--- Begin Exercise inputs ---

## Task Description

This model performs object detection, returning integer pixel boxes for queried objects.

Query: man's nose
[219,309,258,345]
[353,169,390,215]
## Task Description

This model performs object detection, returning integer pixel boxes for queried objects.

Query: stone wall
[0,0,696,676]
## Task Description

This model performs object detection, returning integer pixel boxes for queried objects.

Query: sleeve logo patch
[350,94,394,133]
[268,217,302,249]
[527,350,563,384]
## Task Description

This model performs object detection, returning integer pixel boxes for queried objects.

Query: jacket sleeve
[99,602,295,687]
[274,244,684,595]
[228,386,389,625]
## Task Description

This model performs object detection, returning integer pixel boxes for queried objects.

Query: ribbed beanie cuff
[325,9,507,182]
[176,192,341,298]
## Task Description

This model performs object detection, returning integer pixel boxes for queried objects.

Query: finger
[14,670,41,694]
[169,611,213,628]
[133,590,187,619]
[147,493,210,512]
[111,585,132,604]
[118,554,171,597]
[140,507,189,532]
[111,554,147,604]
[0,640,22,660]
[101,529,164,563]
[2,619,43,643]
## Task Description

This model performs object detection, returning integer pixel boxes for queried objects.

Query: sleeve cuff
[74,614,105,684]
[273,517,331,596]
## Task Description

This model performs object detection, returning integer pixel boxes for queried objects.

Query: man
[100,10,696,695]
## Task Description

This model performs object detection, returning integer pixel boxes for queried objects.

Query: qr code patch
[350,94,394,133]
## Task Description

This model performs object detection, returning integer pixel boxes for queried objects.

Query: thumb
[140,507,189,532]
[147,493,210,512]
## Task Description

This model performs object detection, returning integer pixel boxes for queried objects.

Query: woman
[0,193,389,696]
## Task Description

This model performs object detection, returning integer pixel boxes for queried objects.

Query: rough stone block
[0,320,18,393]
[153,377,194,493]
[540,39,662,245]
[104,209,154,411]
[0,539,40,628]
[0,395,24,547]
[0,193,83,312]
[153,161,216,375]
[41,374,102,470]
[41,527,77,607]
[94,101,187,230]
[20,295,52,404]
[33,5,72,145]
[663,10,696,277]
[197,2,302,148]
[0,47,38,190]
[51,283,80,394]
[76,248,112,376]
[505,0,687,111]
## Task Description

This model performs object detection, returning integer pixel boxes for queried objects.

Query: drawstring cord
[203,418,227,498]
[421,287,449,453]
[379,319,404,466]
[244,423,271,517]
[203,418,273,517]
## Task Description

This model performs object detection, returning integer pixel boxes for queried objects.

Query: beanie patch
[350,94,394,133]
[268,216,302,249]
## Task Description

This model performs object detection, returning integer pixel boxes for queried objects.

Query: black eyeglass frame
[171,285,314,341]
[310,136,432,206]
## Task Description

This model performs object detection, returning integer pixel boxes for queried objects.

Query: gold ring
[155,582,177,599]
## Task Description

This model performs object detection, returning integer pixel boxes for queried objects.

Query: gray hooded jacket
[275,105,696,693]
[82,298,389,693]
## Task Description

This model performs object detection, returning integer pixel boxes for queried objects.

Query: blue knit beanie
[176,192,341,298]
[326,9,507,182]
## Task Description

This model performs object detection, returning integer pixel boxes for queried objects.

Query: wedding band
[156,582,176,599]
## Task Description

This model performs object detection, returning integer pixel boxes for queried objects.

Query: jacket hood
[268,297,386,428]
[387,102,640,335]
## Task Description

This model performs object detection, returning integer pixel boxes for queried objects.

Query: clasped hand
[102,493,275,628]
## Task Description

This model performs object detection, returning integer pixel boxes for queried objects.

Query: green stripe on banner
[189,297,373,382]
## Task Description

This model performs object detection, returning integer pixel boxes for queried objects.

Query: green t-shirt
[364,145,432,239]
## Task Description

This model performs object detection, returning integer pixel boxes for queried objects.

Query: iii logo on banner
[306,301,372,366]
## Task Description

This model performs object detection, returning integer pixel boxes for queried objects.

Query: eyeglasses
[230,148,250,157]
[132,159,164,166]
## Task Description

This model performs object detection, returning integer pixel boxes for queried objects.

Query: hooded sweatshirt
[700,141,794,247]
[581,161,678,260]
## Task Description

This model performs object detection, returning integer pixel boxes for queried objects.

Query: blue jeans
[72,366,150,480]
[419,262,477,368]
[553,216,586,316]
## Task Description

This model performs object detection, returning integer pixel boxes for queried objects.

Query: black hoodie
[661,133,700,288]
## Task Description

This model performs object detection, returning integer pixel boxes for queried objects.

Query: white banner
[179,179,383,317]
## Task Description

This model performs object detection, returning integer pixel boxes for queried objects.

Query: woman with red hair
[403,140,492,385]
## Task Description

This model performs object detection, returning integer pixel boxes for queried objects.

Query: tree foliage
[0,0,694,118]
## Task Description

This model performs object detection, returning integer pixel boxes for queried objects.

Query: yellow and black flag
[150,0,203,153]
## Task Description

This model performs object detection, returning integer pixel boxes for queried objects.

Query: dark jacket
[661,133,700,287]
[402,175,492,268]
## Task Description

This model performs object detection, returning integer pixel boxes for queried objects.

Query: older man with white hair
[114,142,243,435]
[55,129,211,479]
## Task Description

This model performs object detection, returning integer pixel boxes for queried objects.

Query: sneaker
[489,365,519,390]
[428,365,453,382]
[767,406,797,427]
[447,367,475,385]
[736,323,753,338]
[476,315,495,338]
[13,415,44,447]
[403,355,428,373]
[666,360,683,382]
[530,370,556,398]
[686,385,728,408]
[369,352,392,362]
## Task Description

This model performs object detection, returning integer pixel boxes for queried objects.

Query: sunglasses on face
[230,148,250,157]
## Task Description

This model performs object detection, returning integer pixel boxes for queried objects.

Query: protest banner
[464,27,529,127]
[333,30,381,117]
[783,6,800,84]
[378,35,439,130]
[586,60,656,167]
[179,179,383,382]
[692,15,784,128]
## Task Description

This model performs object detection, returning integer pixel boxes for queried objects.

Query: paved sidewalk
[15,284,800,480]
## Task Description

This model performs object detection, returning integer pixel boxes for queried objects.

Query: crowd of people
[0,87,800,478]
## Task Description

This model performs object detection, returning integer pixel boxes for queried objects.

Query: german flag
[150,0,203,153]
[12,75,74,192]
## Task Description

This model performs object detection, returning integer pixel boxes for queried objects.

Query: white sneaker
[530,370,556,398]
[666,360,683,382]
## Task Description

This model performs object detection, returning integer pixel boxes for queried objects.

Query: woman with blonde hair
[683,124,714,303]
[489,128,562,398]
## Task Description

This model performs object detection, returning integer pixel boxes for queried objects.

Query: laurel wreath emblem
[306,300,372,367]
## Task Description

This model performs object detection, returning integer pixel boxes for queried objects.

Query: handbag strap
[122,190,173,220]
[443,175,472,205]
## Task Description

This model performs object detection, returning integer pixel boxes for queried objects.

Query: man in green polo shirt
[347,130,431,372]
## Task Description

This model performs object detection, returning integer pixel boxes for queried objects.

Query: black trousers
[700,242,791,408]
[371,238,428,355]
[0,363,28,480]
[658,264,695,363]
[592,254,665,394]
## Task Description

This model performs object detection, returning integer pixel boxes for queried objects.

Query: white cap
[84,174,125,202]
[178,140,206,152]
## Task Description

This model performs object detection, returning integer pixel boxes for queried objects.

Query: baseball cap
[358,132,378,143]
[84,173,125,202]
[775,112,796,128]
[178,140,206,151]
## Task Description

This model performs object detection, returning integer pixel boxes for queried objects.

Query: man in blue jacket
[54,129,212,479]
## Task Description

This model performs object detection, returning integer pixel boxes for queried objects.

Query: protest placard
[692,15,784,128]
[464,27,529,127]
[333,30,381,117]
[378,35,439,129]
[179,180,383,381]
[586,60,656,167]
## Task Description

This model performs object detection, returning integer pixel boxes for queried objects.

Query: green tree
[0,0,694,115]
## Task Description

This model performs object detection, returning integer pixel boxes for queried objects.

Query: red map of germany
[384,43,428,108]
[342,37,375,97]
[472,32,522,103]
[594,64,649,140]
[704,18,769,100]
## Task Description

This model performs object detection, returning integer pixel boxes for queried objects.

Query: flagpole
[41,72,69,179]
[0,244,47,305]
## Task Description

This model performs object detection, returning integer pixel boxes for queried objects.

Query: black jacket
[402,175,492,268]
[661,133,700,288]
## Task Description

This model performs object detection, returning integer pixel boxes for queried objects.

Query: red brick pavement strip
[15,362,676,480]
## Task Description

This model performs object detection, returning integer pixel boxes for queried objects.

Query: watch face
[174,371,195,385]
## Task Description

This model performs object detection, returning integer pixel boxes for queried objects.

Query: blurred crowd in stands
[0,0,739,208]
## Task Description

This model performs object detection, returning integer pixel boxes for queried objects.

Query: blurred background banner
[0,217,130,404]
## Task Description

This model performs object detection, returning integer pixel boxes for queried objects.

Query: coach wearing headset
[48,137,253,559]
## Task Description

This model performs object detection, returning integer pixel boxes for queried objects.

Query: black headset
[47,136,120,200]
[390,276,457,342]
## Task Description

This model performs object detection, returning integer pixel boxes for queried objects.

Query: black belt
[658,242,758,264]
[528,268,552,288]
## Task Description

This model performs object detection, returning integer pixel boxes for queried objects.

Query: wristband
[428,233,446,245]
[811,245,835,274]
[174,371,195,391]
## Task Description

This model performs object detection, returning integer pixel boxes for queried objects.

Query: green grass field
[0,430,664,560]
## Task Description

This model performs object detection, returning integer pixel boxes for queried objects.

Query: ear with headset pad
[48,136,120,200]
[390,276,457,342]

--- End Exercise inputs ---

* Directive
Update the data from its first line through the line containing "[0,0,696,676]" by changing "stone wall" to "brick wall", leaving everything else unchanged.

* The solution
## Task Description

This model performs object detection, returning integer pixel boxes for queried objects.

Query: man's nose
[219,309,258,345]
[353,169,390,215]
## Task Description

This model performs object detection, returning integer pixel boxes for queried objects.

Query: brick wall
[0,0,696,676]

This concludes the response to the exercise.